++++ Data for this exercise ++++

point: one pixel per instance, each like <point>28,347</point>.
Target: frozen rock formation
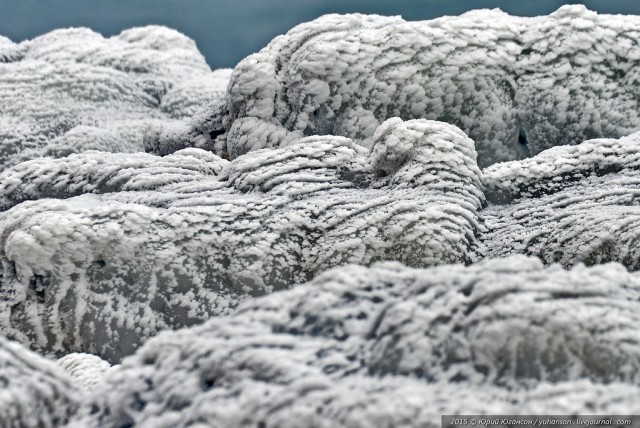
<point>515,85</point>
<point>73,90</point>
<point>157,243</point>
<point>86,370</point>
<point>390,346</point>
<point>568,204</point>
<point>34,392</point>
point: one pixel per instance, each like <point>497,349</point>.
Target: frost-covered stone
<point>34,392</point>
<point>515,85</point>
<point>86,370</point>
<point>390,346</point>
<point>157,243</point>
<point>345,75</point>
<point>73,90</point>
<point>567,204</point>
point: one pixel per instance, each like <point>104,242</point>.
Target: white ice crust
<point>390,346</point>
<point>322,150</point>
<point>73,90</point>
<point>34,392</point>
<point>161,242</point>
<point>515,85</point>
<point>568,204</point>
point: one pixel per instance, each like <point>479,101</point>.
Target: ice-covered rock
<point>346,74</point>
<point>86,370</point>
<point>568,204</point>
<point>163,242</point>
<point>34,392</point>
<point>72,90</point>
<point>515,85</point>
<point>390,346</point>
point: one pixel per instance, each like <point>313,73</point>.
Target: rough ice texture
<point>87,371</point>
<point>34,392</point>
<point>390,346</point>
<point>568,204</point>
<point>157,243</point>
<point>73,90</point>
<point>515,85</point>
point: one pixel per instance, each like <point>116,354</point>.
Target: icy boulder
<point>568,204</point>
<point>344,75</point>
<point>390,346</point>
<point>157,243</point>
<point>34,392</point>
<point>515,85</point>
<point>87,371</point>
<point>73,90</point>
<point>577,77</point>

++++
++++ Data for this exercise ++++

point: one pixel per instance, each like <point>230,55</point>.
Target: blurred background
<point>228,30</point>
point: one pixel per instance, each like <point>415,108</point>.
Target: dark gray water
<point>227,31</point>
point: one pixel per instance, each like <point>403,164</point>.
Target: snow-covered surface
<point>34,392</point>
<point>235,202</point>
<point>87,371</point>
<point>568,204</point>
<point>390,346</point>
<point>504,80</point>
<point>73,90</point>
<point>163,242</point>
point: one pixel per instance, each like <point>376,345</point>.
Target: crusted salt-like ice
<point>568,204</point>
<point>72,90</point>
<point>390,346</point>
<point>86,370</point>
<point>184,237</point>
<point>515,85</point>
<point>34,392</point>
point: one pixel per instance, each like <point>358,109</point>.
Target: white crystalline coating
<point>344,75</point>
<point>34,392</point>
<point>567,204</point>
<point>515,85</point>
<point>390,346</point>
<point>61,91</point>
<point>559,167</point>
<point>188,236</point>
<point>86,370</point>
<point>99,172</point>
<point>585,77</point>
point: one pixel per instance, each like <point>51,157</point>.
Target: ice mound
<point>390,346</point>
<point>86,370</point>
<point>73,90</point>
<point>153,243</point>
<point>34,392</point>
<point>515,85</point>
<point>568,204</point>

++++

Please tally the lines of the entries that hold "instance" and give only the resulting number.

▶ Result for this task: 12